Recorded data

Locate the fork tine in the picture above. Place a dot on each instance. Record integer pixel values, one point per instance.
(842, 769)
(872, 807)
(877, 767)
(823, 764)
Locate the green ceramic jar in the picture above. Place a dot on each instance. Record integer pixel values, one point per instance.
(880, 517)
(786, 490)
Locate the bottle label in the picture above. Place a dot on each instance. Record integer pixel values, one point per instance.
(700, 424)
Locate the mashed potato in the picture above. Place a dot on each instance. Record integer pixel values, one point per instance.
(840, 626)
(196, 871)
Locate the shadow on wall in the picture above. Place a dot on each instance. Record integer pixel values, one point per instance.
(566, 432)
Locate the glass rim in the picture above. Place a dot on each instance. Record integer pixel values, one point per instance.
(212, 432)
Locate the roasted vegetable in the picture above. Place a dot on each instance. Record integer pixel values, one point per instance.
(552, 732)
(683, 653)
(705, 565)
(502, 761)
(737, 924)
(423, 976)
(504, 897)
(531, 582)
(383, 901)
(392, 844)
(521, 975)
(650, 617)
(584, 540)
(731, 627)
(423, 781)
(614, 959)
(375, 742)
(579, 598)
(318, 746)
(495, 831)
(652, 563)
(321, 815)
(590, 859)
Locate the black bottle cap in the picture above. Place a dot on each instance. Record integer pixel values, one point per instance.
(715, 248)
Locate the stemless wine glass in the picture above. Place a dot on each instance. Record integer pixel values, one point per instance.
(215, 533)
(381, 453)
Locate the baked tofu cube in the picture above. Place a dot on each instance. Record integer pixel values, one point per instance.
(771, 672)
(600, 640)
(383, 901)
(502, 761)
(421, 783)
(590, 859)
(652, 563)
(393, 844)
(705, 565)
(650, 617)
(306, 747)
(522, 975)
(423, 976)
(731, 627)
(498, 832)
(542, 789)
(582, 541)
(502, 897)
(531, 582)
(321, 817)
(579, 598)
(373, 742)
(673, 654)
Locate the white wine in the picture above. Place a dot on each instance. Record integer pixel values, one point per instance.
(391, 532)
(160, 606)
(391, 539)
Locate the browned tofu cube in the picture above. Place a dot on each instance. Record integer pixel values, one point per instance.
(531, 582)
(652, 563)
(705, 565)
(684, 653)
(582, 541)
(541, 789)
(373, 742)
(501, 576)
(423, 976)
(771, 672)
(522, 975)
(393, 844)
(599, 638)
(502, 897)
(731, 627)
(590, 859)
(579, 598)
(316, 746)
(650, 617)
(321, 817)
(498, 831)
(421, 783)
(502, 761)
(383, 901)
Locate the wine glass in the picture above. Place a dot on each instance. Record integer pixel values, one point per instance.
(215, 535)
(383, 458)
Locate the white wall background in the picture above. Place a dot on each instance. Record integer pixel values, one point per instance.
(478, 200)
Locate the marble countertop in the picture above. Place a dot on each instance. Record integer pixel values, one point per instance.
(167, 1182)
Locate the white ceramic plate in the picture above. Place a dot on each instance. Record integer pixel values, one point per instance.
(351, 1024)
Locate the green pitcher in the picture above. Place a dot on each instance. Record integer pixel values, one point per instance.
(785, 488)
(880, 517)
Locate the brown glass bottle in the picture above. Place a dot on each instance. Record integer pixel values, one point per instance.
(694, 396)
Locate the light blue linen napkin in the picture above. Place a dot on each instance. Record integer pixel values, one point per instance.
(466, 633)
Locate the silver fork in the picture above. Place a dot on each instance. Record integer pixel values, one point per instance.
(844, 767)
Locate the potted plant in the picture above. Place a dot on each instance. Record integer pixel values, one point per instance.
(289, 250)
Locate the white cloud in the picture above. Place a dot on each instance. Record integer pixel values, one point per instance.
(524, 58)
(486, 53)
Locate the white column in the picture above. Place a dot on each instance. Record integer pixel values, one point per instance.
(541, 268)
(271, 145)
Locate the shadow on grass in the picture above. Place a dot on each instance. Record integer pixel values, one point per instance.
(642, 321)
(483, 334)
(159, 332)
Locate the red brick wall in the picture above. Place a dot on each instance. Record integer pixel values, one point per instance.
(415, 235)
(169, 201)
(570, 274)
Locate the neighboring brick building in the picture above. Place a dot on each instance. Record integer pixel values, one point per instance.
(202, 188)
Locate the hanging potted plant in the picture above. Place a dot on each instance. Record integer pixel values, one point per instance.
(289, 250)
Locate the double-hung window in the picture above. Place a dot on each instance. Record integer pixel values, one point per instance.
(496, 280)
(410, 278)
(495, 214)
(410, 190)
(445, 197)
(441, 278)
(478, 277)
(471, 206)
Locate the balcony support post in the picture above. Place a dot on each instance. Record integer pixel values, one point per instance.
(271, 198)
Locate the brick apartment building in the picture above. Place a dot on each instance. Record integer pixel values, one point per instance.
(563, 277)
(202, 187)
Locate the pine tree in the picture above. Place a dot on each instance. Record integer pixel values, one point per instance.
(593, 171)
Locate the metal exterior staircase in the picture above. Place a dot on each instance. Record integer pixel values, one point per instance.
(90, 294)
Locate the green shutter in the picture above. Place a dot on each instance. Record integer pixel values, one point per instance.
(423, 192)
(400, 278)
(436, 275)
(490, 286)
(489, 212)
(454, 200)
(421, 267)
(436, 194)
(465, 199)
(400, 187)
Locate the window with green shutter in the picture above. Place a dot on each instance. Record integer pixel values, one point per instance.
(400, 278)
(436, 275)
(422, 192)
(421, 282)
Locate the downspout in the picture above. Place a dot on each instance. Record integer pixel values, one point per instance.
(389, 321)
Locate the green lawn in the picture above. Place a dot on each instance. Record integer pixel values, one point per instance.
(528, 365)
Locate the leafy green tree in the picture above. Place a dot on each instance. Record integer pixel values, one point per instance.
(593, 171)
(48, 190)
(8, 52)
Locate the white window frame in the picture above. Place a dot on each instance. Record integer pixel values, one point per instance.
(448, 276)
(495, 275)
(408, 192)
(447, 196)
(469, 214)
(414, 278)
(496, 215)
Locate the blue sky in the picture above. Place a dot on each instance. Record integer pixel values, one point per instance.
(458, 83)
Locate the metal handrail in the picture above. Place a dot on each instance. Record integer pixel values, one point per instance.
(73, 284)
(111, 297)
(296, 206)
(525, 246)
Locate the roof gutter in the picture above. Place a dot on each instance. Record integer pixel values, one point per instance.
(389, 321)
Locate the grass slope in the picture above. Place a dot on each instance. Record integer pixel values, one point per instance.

WHAT THIS TASK INVOLVES ▸ Write out the material above again, changing every "Place a dot" to "Put a mark" and leaving everything else as it is.

SOLUTION FOR THIS EXERCISE ▸
Locate the fork tine in the picture above. Put a mark on each instance. Record integer pixel values, one point per instance.
(842, 769)
(872, 807)
(877, 767)
(823, 764)
Locate the green ceramic jar in the picture above. Put a mark on each instance. Record integer pixel values, one point per instance.
(880, 517)
(786, 490)
Locate the bottle label in the picture above. Put a mark on each instance. Record integer pixel values, one point per instance.
(700, 424)
Locate the mashed potato in the picture above. Put a mark on each instance. Record integer pixel values, one point per instance.
(840, 626)
(196, 871)
Locate the shadow on wall in the picture above. Put a mark on each instance. Record integer pixel values, one point per instance.
(566, 432)
Locate the glass rim in the picture above. Put a mark on each instance. Record integer pixel values, one point per instance.
(212, 432)
Locate the roasted vegetable in the picture above. Put a mark on each instance. Record integer pixel values, one point per instance.
(552, 732)
(683, 653)
(705, 565)
(502, 761)
(737, 924)
(423, 976)
(504, 897)
(531, 582)
(383, 901)
(392, 844)
(521, 975)
(650, 617)
(584, 540)
(731, 627)
(423, 781)
(614, 959)
(375, 742)
(579, 598)
(318, 746)
(495, 831)
(652, 563)
(321, 815)
(590, 859)
Locate the black bottle cap in the picture above. Put a mark on each instance. Record integer pixel values, one point per instance.
(715, 248)
Locate the stemless wine glass in the picture above. Put a mark on each instance. Record integer pixel values, one point per instance.
(215, 533)
(381, 453)
Locate the baked tofu cube in the picture above. Put a mark on each instance. Record integer pixel values, one point per instance.
(771, 672)
(600, 640)
(383, 901)
(502, 761)
(421, 783)
(590, 859)
(652, 563)
(393, 844)
(705, 565)
(650, 617)
(306, 747)
(522, 975)
(423, 976)
(731, 627)
(498, 832)
(542, 789)
(582, 541)
(502, 897)
(531, 582)
(321, 817)
(579, 598)
(373, 742)
(673, 654)
Locate the white wine in the picture above. Put a mark on each instance. Record integer pixel values, one point per instance.
(391, 532)
(160, 606)
(391, 539)
Locate the browned tofu cube in the picture above. Put a mark on each instance. Record integer pixel values, one point per instance.
(531, 582)
(652, 563)
(705, 565)
(684, 653)
(582, 541)
(541, 789)
(373, 742)
(501, 576)
(423, 976)
(771, 672)
(522, 975)
(393, 844)
(599, 638)
(502, 897)
(731, 627)
(590, 859)
(579, 598)
(316, 746)
(650, 617)
(321, 817)
(498, 831)
(421, 783)
(502, 761)
(383, 901)
Locate the wine glass in the picture above. Put a mark on each instance. Record integer pixel values, one point per instance.
(215, 535)
(383, 458)
Locate the white wall background in the picture above. Put a mark on each instance. Record integer pixel values, one point per instance.
(478, 200)
Locate the marble countertop in the picture above. Put a mark on each instance. Record integer pixel values, one point per instance.
(167, 1182)
Locate the white ceramic plate in the picture above. Put a mark on each instance. Record integer pixel values, one point per instance.
(351, 1024)
Locate the green pitcher in the picture above. Put a mark on each instance. Record integer pixel values, one point per instance.
(785, 488)
(880, 517)
Locate the brown glass bottle in the picture above. Put a mark on each instance. Record integer pixel values, one point per instance.
(694, 396)
Locate the light blue linen napkin in the picture above. Put a mark on each instance. Record integer pixel values, one point per instance.
(466, 633)
Locate the silver fork in the picture above. Put a mark on each instance. Record integer pixel values, one point per instance.
(844, 767)
Locate the potted plant in the picture above. Put a mark on each instance. Record integer pixel values, one point per instance.
(289, 250)
Locate the white cloud in the picture above. Put a mark on each instance. Record integer pixel values, one point per instance.
(524, 58)
(486, 53)
Locate the white column in the picture above. Put a mark on each instance. Record integer pixel values, one point per instance.
(541, 268)
(271, 145)
Locate the shadow on grass in the picture above. Put a mark on each instance. Record integer pixel values, one point per instance.
(642, 321)
(483, 334)
(159, 332)
Locate the red brick wall in the picture above. Put a mark on each instance. Record integer pixel values, one point per instance.
(415, 235)
(169, 201)
(570, 274)
Locate the neighboring brick building in the picture above. Put a mark on each instance. Record integer pixel values, one point per instance.
(202, 188)
Locate the hanging potted plant in the picture above. Put a mark on each instance. Record integer pixel values, one point per instance.
(289, 250)
Locate the double-hung window in the picture above. Put a mark on each instance. Record integer pixel values, one point per instance.
(496, 280)
(410, 278)
(495, 214)
(410, 190)
(445, 197)
(441, 278)
(478, 277)
(471, 206)
Locate the balcony support post in the picture above. Put a mark on each instance. Record integer pixel values, one point per instance.
(271, 198)
Locate the brick apartment building in the picture above. Put a mark on each instance. Record integer pixel values, one point per instance.
(563, 277)
(202, 187)
Locate the pine tree in the picture above. Put a mark on each instance. Record integer pixel values, one point per instance.
(593, 171)
Locate the metal exterior staircase in the picture above. Put a mark on each instance. Record integer pixel values, one point per instance.
(90, 294)
Locate the green shutter in the picture above. Put a mark on each instance. Record integer pixel values, one point per instance.
(423, 192)
(400, 278)
(436, 275)
(490, 286)
(489, 212)
(454, 200)
(421, 267)
(436, 194)
(465, 199)
(400, 187)
Locate the window with green shutter in the picture above. Put a mark on each instance. Record integer pixel values, one point per instance.
(400, 278)
(436, 275)
(422, 192)
(421, 282)
Locate the downspout in the picture above. Put a mark on each instance. Record integer pixel values, one point per instance.
(389, 321)
Locate the green lawn in the picture above. Put a mark on each instance. Record integer pixel values, one point per instance.
(528, 365)
Locate the leafy green tree in the picture above. Put a mark on each instance. Record integer pixel values, one point per instance.
(593, 171)
(48, 190)
(8, 52)
Locate the white window frame in the picture above. Put a mark on each instance. Record integer pixel values, one point per instance.
(448, 276)
(495, 275)
(408, 192)
(447, 196)
(469, 214)
(414, 278)
(496, 215)
Locate the blue sky in the picture above. Put a mark on each instance. Record integer pixel values, one point per instance.
(458, 83)
Locate the metal handrail in the picture above. Put a mark on each instance. Record integer pixel values, one point per instance.
(73, 284)
(111, 297)
(296, 206)
(525, 246)
Locate the roof gutter in the picture above. Put a mark on each instance. Record integer pixel values, one point per instance.
(389, 321)
Locate the grass slope in the picture above. Put a mark on each instance. Record integer pixel values, one point per instance.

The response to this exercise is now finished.